Natural-language object grounding data:

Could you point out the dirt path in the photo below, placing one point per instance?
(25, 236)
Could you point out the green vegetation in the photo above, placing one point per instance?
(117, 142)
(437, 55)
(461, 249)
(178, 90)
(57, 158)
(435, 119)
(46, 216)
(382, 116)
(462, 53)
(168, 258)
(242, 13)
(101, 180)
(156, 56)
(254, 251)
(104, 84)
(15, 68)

» **Work request**
Exactly as given, repeat every record above.

» **Answer box**
Could you point out the dirt path in the photo below, placing one point per instance?
(25, 236)
Could you point out the green vegetation in the photo above, placing one point per instance?
(117, 142)
(437, 55)
(461, 249)
(178, 90)
(57, 158)
(435, 119)
(46, 216)
(382, 116)
(462, 53)
(168, 258)
(242, 13)
(101, 180)
(156, 56)
(254, 251)
(104, 84)
(15, 68)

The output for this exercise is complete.